Extract provided:
----
The Leveraged ETF Hullaballoo

There is a groundswell of controversy about Leveraged ETFs and inverse ETFs these days, and for good reason. These products are generally poorly understood by investors and are usually intended to be held for periods of a single trading day. That’s because they tend to deviate substantially from - and underperform relative to - their benchmarks over intermediate and longer periods of time by design
 

Consequently, under most real world scenarios, these ETFs might not meet the objectives of long term buy and hold investors looking to magnify the returns of an index over periods of time longer than a few days or weeks. 
 

Let me explain why.
 

What’s all the fuss about?
 

Leveraged ETFs are designed to multiply the return of an underlying index. For example, you might buy a 2X leveraged ETF based on the S&P 500. When the S&P 500 goes up 1% in one day, the ETF is designed to go up by approximately 2%. Similarly, if the S&P 500 drops by 1%, the ETF's value typically falls about 2%.
 

Inverse ETFs (sometimes called "ultra short" funds) are similar to Leveraged ETFs, but multiply returns in the opposite direction. A 2X inverse ETF based on the S&P 500 would target a rise of 2% if the S&P 500 dropped 1% in a day. Conversely, if the S&P 500 goes up 1% in a day, the ETF would decline 2%.
----
Extracted records
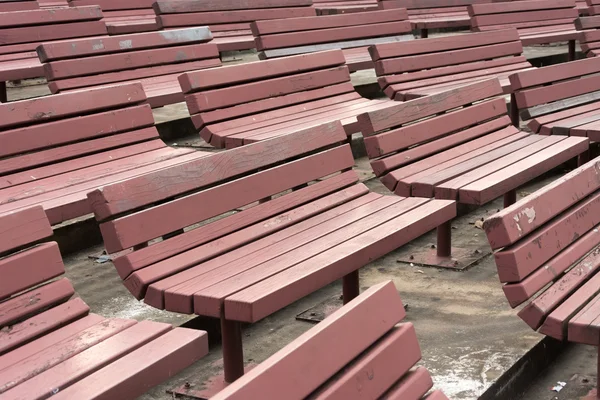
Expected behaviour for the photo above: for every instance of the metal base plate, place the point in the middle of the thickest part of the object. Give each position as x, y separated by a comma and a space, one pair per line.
460, 259
206, 390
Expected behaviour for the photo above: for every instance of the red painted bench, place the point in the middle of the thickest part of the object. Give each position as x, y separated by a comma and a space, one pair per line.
55, 149
18, 5
229, 20
352, 33
459, 145
123, 17
240, 104
423, 67
278, 220
435, 14
362, 350
155, 59
334, 7
560, 99
548, 256
589, 37
50, 343
538, 21
23, 31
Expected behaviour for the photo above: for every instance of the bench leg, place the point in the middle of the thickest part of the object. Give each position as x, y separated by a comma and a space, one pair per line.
233, 354
351, 287
444, 245
3, 95
510, 198
571, 50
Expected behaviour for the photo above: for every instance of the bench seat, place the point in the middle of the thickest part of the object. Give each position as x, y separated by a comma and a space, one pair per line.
279, 220
55, 149
240, 104
155, 59
560, 99
23, 31
350, 32
424, 67
548, 256
459, 145
50, 343
385, 346
229, 20
538, 21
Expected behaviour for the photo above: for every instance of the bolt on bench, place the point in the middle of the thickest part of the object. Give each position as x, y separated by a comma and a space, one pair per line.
350, 32
538, 21
560, 99
55, 149
459, 145
434, 14
423, 67
51, 346
23, 31
549, 257
279, 220
155, 59
123, 17
228, 20
373, 362
240, 104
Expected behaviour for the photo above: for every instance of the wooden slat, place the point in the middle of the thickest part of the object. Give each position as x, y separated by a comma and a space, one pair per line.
137, 372
106, 45
531, 212
69, 104
325, 341
21, 228
273, 293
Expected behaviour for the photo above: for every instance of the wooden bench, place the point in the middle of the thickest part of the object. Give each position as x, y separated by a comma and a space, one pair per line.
589, 35
459, 145
55, 149
278, 220
155, 59
423, 67
50, 343
23, 31
123, 17
434, 14
240, 104
229, 20
18, 5
538, 21
548, 256
334, 7
561, 99
352, 33
371, 362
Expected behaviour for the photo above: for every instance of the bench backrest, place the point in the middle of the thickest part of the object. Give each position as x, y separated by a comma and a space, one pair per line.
402, 140
555, 88
23, 31
402, 66
19, 5
91, 62
285, 37
340, 354
232, 92
540, 238
522, 14
589, 38
245, 189
26, 266
48, 136
228, 15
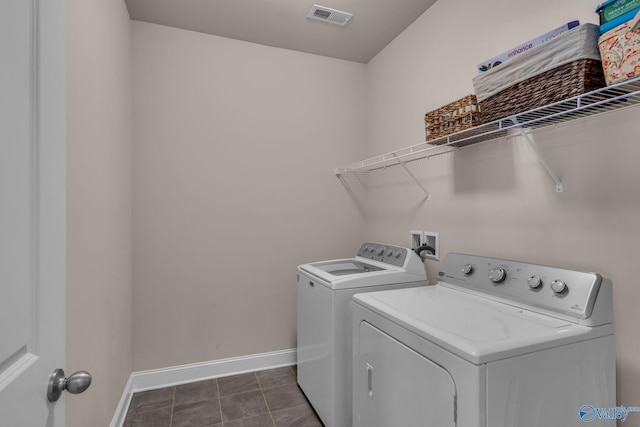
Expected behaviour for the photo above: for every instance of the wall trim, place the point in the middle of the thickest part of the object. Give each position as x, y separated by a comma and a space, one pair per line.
174, 375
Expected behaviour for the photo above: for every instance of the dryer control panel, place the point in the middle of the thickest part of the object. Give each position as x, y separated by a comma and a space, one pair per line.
568, 294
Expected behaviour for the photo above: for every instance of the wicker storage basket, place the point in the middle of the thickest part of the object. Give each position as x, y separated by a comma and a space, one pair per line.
563, 82
566, 66
454, 117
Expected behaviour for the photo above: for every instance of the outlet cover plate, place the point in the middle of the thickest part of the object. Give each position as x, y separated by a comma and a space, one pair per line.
417, 239
432, 239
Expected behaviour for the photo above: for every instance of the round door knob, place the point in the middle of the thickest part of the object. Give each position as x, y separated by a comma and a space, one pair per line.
534, 282
558, 286
74, 384
497, 274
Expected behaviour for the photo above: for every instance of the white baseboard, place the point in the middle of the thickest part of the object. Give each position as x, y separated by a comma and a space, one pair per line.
166, 377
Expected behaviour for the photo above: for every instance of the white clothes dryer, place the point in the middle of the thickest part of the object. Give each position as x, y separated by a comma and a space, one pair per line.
494, 343
324, 291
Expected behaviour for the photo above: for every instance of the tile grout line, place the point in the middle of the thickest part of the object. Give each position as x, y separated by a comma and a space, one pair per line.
265, 399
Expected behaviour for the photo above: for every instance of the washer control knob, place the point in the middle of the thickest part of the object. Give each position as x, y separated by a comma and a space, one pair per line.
497, 274
558, 286
467, 269
534, 282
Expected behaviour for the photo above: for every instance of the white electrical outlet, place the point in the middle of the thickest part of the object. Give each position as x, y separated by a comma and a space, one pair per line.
432, 239
417, 239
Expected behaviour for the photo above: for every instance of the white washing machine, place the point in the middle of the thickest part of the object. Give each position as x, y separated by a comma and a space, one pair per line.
495, 343
324, 320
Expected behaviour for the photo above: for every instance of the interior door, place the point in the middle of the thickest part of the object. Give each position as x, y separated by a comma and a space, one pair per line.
32, 209
395, 386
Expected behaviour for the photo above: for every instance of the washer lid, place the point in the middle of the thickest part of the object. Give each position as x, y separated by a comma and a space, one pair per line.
358, 272
477, 329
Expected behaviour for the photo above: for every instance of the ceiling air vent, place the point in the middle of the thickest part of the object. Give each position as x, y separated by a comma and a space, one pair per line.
327, 14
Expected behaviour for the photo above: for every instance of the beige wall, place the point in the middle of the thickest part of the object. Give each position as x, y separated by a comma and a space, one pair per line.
495, 199
234, 145
99, 206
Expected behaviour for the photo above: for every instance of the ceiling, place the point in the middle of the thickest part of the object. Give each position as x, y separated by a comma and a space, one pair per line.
284, 23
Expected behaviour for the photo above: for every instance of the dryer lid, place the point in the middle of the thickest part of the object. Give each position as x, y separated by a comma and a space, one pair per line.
477, 329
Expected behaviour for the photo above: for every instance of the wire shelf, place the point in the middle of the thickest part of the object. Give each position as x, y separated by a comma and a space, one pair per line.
610, 98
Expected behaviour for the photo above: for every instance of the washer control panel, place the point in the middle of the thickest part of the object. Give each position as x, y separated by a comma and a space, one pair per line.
394, 255
568, 292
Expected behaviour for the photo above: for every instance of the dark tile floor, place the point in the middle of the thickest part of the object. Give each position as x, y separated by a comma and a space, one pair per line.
257, 399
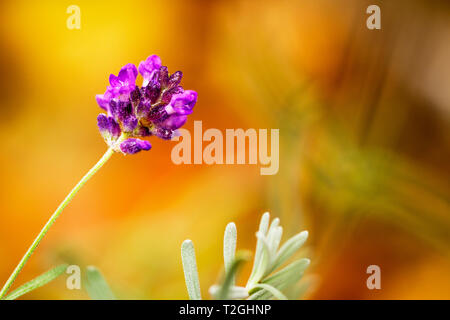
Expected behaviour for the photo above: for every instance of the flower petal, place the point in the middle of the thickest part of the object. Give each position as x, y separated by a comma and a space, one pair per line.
132, 146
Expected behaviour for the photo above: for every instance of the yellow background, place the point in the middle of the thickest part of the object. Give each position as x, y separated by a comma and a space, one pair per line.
364, 141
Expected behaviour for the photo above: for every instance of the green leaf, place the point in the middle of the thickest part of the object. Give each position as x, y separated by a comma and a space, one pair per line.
190, 270
281, 280
224, 292
274, 291
288, 249
96, 285
263, 226
229, 245
37, 282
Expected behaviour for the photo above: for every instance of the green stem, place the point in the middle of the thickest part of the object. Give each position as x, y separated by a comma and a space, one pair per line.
52, 219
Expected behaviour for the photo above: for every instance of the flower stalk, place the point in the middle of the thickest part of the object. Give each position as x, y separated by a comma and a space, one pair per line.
52, 220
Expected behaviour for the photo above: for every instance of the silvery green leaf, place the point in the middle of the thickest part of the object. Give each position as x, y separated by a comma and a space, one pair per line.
190, 270
281, 280
225, 289
263, 226
289, 248
96, 285
234, 293
264, 261
37, 282
272, 233
229, 245
272, 290
277, 238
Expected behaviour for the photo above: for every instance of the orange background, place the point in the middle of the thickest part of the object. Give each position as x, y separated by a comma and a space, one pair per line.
364, 141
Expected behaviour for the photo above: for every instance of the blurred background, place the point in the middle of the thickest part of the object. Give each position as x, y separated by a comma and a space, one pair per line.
364, 119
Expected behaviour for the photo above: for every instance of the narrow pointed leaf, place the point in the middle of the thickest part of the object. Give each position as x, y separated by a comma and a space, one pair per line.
37, 282
281, 280
229, 245
224, 292
96, 285
263, 226
289, 248
274, 291
190, 270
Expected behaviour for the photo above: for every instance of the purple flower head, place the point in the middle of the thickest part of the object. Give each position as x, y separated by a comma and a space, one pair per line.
132, 146
158, 107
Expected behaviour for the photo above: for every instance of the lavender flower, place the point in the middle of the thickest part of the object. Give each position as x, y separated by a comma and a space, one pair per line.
159, 107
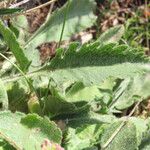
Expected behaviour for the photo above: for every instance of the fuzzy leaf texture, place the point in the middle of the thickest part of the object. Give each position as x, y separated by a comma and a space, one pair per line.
12, 43
124, 140
32, 130
113, 34
3, 97
78, 18
93, 63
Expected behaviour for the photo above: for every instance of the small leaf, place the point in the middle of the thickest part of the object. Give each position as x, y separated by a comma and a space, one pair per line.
3, 97
31, 130
14, 46
125, 139
6, 11
78, 18
82, 137
113, 34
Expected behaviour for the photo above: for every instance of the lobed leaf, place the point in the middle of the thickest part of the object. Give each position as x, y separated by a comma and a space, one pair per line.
27, 131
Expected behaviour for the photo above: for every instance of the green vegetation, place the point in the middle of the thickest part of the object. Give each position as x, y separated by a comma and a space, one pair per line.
91, 96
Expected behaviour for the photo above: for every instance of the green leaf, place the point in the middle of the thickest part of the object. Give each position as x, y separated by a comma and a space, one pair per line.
32, 130
113, 34
14, 46
6, 11
93, 63
18, 95
125, 139
3, 97
78, 18
130, 91
82, 137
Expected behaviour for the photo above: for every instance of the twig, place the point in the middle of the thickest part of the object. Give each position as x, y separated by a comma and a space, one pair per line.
19, 3
120, 127
64, 22
147, 38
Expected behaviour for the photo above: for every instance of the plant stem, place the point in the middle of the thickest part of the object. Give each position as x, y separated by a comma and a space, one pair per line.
120, 127
64, 22
41, 6
32, 89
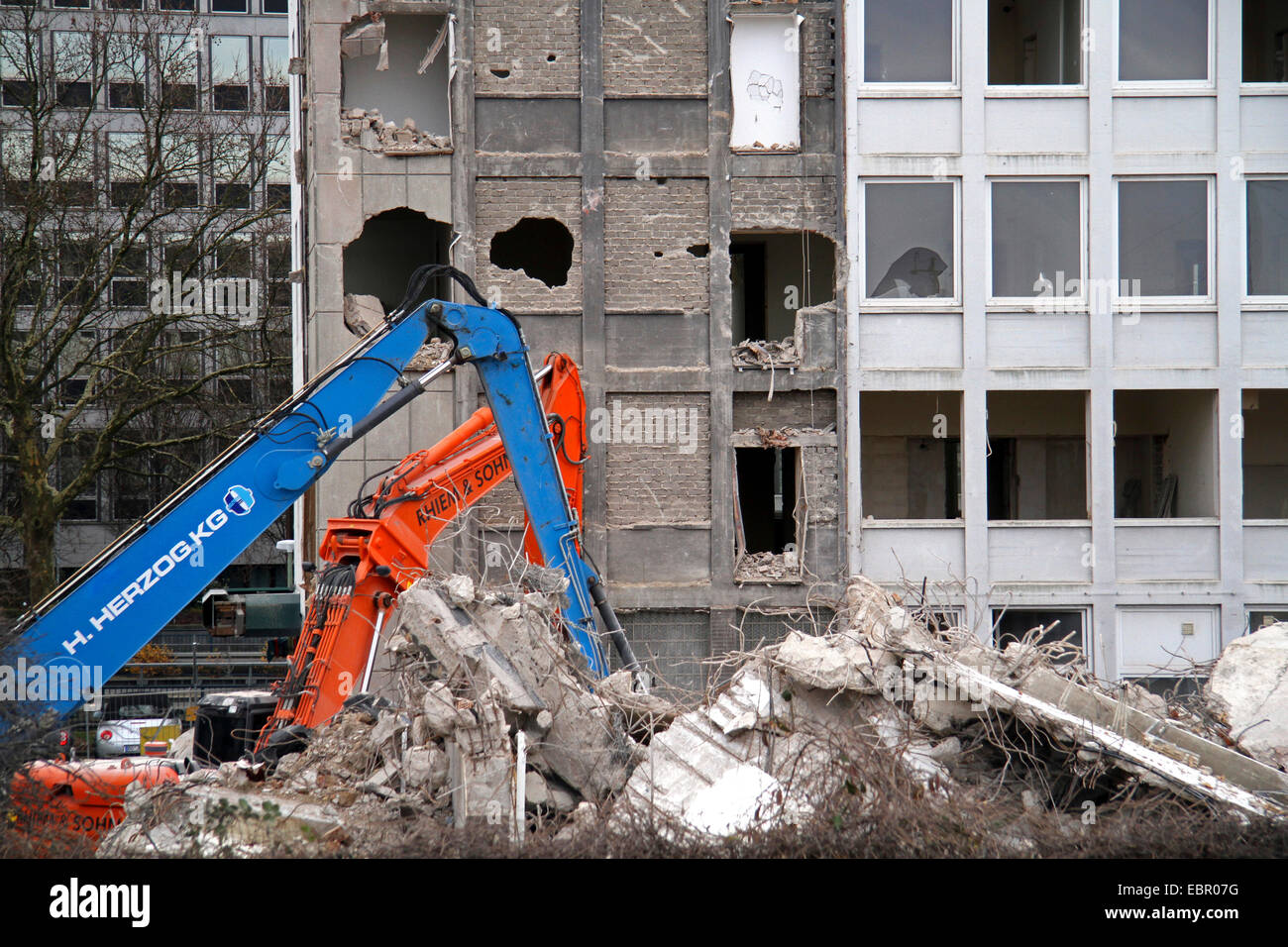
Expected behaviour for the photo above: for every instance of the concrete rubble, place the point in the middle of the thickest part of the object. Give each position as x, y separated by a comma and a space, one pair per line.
487, 720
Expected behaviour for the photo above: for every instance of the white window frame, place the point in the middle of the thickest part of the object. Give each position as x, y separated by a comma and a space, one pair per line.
1258, 302
1131, 304
1168, 86
867, 89
934, 303
1044, 91
1073, 303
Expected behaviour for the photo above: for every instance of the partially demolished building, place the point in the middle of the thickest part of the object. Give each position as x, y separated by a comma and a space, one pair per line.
918, 291
581, 159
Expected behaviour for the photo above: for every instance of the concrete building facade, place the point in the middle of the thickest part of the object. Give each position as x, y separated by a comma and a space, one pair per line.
583, 162
1067, 230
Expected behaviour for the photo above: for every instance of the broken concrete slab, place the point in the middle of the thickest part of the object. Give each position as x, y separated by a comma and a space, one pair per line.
1248, 690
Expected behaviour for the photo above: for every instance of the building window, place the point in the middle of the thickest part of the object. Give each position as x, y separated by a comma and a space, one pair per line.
127, 166
909, 42
277, 59
1265, 454
1163, 240
911, 466
1267, 237
1037, 239
1265, 42
1037, 455
178, 64
127, 71
910, 240
73, 69
16, 78
1163, 42
230, 72
1164, 454
1034, 42
764, 67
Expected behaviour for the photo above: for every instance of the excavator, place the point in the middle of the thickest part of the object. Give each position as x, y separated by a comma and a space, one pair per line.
119, 600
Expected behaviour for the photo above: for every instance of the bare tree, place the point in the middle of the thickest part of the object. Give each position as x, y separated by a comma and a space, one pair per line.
143, 262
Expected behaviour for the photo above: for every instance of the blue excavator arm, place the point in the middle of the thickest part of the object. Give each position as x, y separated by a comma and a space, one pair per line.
112, 605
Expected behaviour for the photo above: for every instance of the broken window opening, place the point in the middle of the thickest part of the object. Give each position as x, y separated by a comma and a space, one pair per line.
1164, 454
1034, 43
390, 248
1265, 42
394, 85
768, 517
1065, 626
773, 277
911, 455
1037, 455
540, 247
1265, 454
764, 68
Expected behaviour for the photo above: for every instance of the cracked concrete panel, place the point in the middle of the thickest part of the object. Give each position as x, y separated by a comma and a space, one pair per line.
764, 68
394, 72
658, 466
655, 48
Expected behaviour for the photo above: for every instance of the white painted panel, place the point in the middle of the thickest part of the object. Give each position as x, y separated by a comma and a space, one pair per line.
1265, 553
914, 341
1037, 341
764, 67
892, 553
1154, 123
1164, 341
1153, 641
1265, 123
1167, 553
1021, 553
910, 127
1265, 338
1019, 127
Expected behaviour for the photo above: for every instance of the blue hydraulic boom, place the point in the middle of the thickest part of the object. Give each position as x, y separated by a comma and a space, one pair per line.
114, 604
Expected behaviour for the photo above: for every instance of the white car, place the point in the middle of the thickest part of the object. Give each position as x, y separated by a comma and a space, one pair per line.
121, 736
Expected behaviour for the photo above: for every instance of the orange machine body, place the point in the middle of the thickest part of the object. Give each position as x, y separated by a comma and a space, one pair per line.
386, 548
----
Exercise aim:
How would you sum up the leveraged ETF text above in two sentences?

Complete output:
Leveraged ETFs are designed to multiply the return of an underlying index, so a 2X S&P 500 fund should rise about 2% when the index gains 1% in a day, while inverse ETFs multiply returns in the opposite direction. Because these generally poorly understood products are usually intended to be held for a single trading day and by design tend to deviate from and underperform their benchmarks over longer periods, they might not meet the objectives of long-term buy-and-hold investors.